Список заданий →
a) В отрывке о беседе с князем Святополк-Мирским замените "неожиданно" на "внезапно" и приведите часть текста, начиная со слов "Кажется, 4 ноября" и продолжая до слов "Д. С. Сипягине.".
b) Продолжите отрывок о беседе с князем Святополк-Мирским, начав сразу после его последнего предложения.

Фрагмент документа →
========================================

Кажется, 4 ноября я был неожиданно вызван к князю [Святополк-]Мирскому, который сообщил, что ему указали на меня как на лицо, могущее оказать содействие к составлению всеподданнейшего доклада, в котором он предполагает изложить, в развитие преподанных ему высочайших предначертаний, программу преобразования внутреннего строя империи. Кто именно указал, он не пояснил, но по некоторым словам я догадался, что это был князь Оболенский, бывший товарищем министра внутренних дел при И. Л. Горемыкине и некоторое время при Д. С. Сипягине.
Князь [Святополк-]Мирский долго и много говорил о трудном положении, в котором очутилась государственная власть, исчерпавшая все доступные ей способы борьбы с нарастающим революционным движением, и о необходимости пойти навстречу пожеланиям умеренной части оппозиции и сделать уступки, которые совместимы с сохранением существующего государственного строя и способны были бы оторвать либеральные элементы общества от революционных. На первом плане он ставил меры к укреплению законности, как отвечавшие с внешней стороны требованиям об установлении правового строя, и соответственное с сим изменение в учреждении Правительствующего сената. Он настойчиво указывал на неизвестную мне в то время брошюру Глинки-Янчевского о Сенате[7] как на выражение тех пожеланий, которые могли бы быть приняты правительством. Затем он говорил о необходимости облегчить тяжесть особых положений об охране и дать голосу населения выражение в законодательной деятельности. Как на путь к тому он указывал на дальнейшее развитие начал, положенных в основание незадолго до того проведенного при Плеве в законодательном порядке положения о Совете и Главном управлении по делам местного хозяйства (Полное собрание законов, 22 марта 1904 г.) Проект этого закона был составлен мною, что, вероятно, и послужило ближайшим поводом дл привлечения к новой работе.
Наконец, князь [Святополк-]Мирский упомянул об облегчении религиозных ограничений и о пересмотре крестьянского законодательства и положений о земских и городских учреждениях, в смысле привлечения к участию в их деятельности более широких слоев населения.

========================================

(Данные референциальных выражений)
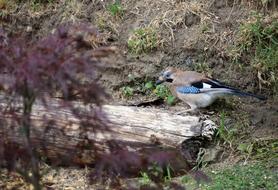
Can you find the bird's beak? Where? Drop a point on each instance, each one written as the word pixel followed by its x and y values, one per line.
pixel 160 80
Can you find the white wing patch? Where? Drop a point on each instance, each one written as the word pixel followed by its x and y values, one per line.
pixel 205 85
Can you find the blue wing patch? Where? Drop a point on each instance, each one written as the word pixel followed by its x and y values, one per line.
pixel 188 90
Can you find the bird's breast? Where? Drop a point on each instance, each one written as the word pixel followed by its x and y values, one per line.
pixel 199 100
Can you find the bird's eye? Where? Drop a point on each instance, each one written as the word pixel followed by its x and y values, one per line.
pixel 167 75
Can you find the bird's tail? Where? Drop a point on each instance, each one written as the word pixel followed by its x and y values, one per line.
pixel 240 93
pixel 232 91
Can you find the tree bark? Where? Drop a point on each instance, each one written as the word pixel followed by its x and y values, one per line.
pixel 60 136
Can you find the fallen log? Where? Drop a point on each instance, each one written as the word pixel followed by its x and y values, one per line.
pixel 60 136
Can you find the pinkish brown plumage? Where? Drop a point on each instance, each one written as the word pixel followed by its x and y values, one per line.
pixel 196 89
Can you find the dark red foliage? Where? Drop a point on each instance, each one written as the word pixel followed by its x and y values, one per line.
pixel 62 63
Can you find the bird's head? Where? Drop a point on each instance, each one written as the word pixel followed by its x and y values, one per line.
pixel 166 76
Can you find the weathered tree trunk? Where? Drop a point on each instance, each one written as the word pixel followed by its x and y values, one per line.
pixel 60 135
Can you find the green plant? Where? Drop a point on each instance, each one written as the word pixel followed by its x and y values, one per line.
pixel 143 40
pixel 224 134
pixel 144 179
pixel 127 91
pixel 168 176
pixel 239 177
pixel 257 41
pixel 116 8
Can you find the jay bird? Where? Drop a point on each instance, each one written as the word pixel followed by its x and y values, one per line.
pixel 196 89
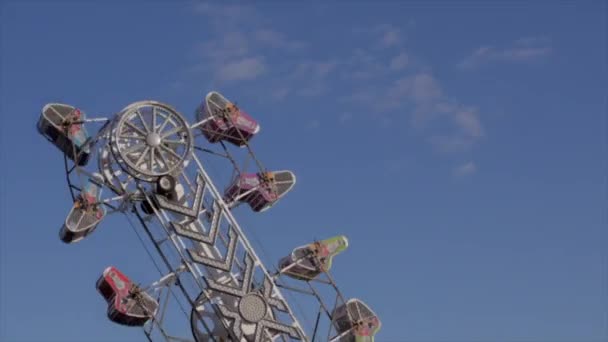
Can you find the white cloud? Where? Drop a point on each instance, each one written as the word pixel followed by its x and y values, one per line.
pixel 467 120
pixel 314 69
pixel 280 93
pixel 277 40
pixel 465 169
pixel 244 69
pixel 522 50
pixel 399 62
pixel 391 37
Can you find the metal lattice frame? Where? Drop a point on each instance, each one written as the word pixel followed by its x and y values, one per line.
pixel 207 260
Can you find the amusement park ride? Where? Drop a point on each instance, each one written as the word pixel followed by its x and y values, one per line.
pixel 149 162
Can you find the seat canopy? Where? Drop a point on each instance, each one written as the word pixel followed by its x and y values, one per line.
pixel 225 121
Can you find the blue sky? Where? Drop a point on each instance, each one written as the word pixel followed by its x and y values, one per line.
pixel 461 148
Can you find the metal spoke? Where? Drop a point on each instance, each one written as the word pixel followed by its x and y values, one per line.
pixel 160 129
pixel 136 137
pixel 175 142
pixel 134 148
pixel 141 156
pixel 142 120
pixel 170 151
pixel 151 159
pixel 137 129
pixel 162 158
pixel 171 132
pixel 154 119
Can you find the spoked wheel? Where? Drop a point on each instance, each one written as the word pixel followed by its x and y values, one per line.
pixel 152 139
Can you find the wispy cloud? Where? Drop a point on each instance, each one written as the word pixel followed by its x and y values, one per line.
pixel 238 44
pixel 277 40
pixel 391 37
pixel 521 50
pixel 399 62
pixel 465 169
pixel 380 77
pixel 244 69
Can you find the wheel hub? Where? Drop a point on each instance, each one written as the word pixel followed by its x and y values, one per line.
pixel 153 139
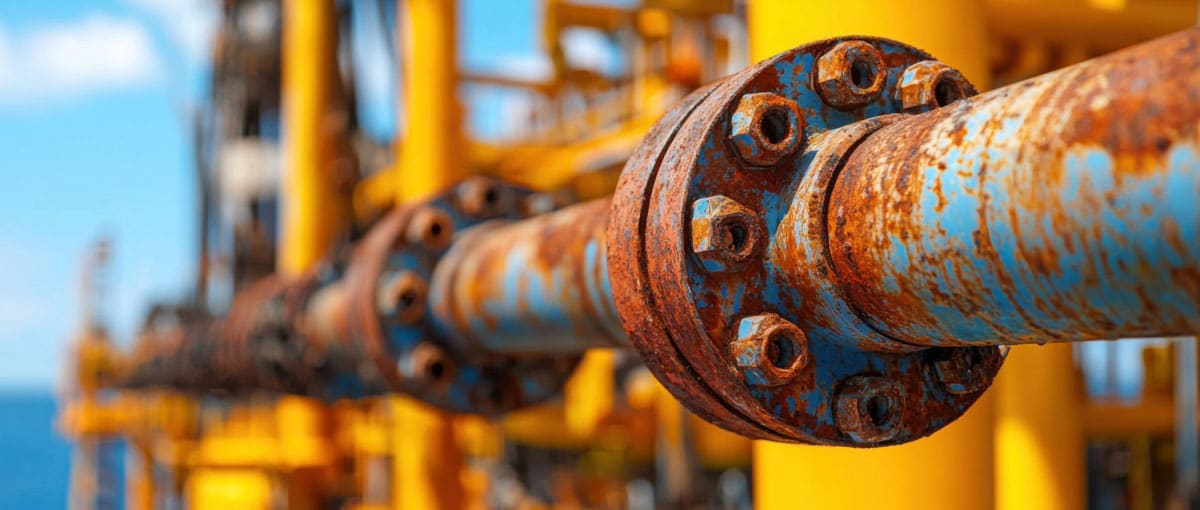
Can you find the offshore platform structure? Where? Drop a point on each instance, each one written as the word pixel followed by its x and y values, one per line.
pixel 835 246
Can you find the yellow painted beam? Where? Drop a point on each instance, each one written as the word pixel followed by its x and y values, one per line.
pixel 313 215
pixel 1039 439
pixel 954 31
pixel 427 461
pixel 952 469
pixel 431 153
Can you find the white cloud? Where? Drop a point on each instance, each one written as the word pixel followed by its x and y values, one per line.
pixel 66 60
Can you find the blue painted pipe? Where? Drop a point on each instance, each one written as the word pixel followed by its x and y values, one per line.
pixel 1062 208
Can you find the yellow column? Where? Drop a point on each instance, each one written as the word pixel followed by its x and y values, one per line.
pixel 431 153
pixel 1039 455
pixel 427 460
pixel 313 213
pixel 953 468
pixel 952 30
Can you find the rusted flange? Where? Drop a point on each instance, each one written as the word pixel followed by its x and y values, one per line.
pixel 726 289
pixel 387 282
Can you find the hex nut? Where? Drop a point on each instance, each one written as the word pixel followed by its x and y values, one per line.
pixel 766 127
pixel 868 409
pixel 430 365
pixel 851 75
pixel 769 349
pixel 431 228
pixel 481 197
pixel 961 370
pixel 403 297
pixel 930 84
pixel 725 234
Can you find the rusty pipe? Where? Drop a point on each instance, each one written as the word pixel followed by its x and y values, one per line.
pixel 533 286
pixel 1062 208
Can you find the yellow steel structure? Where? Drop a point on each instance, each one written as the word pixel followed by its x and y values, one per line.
pixel 1039 438
pixel 1019 447
pixel 960 455
pixel 313 214
pixel 430 155
pixel 427 460
pixel 267 450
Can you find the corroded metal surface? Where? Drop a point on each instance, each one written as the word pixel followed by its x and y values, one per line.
pixel 709 249
pixel 1062 208
pixel 829 247
pixel 360 324
pixel 528 287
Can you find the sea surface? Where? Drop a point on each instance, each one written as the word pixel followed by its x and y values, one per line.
pixel 35 461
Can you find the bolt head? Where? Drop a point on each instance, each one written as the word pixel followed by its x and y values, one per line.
pixel 481 197
pixel 964 370
pixel 868 409
pixel 931 84
pixel 725 234
pixel 430 228
pixel 766 127
pixel 769 349
pixel 427 365
pixel 851 75
pixel 402 298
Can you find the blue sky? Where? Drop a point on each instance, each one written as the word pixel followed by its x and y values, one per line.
pixel 94 95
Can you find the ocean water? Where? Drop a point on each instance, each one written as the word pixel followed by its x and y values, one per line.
pixel 35 461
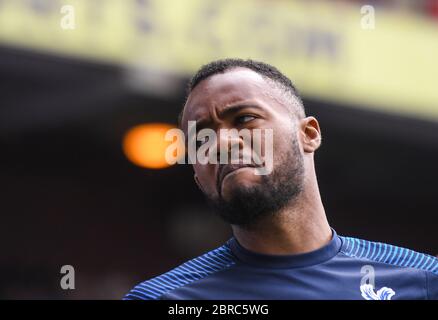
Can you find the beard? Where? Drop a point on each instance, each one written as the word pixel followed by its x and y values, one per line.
pixel 248 205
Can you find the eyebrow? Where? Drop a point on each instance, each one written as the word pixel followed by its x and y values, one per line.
pixel 203 123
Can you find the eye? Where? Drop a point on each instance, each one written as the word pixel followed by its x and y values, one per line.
pixel 200 143
pixel 245 118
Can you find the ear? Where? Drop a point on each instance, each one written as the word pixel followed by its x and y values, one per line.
pixel 310 134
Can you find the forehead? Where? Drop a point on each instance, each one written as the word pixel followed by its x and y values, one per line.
pixel 220 90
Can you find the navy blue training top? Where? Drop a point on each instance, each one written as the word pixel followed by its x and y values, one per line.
pixel 346 268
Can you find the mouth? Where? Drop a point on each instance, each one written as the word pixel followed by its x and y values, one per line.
pixel 226 169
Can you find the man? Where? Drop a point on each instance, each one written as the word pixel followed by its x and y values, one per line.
pixel 282 245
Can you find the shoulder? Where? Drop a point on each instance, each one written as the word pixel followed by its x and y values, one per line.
pixel 388 254
pixel 193 270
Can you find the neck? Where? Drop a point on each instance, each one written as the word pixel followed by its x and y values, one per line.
pixel 300 227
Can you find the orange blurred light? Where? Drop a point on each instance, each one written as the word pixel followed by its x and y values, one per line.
pixel 144 145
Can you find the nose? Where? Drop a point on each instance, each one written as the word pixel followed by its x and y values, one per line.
pixel 229 146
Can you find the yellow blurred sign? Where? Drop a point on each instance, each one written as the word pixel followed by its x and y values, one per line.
pixel 321 46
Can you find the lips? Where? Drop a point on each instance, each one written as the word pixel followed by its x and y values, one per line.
pixel 225 169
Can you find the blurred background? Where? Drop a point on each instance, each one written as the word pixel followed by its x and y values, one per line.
pixel 87 88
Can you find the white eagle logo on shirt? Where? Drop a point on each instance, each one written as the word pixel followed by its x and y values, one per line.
pixel 368 293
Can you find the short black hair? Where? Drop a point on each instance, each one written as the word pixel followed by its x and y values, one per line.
pixel 266 70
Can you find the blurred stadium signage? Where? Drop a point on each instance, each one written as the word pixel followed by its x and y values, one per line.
pixel 320 45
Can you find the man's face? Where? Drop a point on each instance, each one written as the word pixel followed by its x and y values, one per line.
pixel 242 99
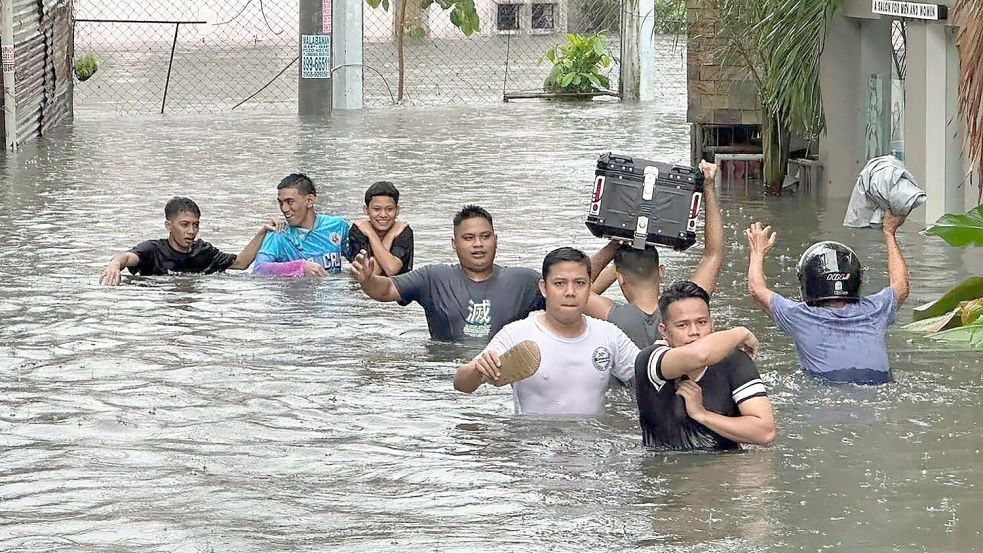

========================================

Ответы →
a)
Кажется, 4 ноября я был внезапно вызван к князю [Святополк-]Мирскому, который сообщил, что ему указали на меня как на лицо, могущее оказать содействие к составлению всеподданнейшего доклада, в котором он предполагает изложить, в развитие преподанных ему высочайших предначертаний, программу преобразования внутреннего строя империи. Кто именно указал, он не пояснил, но по некоторым словам я догадался, что это был князь Оболенский, бывший товарищем министра внутренних дел при И. Л. Горемыкине и некоторое время при Д. С. Сипягине.

b)
Общий смысл его указаний сводился к желанию выразить во всеподданнейшем докладе приемлемый для правительства максимум пожеланий, высказывавшихся в обществе, в смысле освобождения личности от государственной опеки и расширения участия населения в делах управления. Вместе с тем он хотел, чтобы в докладе было проявлено самое осторожное отношение к существующему порядку вещей и была заранее отражена возможность нападок, основанных на несоответствии намечаемых мер началам нашего государственного строя. Он неоднократно упоминал о необходимости избегать всего, что могло бы подать повод к неправильному истолкованию его намерений, и избегать слов, которых не любит государь. К числу последних он относил и ходячий термин «интеллигенция», который, по его словам, государь не любил еще по преемству от императора Александра III и который поэтому следовало заменять каким-либо другим выражением. Приказано было также не касаться без крайности сословного строя и, в особенности, земских начальников. Князь [Святополк-]Мирский решительно отмежевался от всякой мысли о мерах к усилению аппарата власти, которые, казалось, должны были идти параллельно с расширением общественных свобод и снятием стеснений с самодеятельности общества. Он усиленно это подчеркивал и полагал в основание программы «доверие».
В таком именно виде смысл сказанного им сохранился в моей памяти. Вообще же слова князя были довольно сбивчивы, а мысли несколько туманны. Я не вынес даже убеждения в том, что он действительно имел какие-либо определенные указания от его величества.
В конце концов было решено, что я попытаюсь облечь в форму всеподданнейшего доклада все эти предположения, и тогда князь [Святополк-]Мирский примет на основе его свое окончательное решение.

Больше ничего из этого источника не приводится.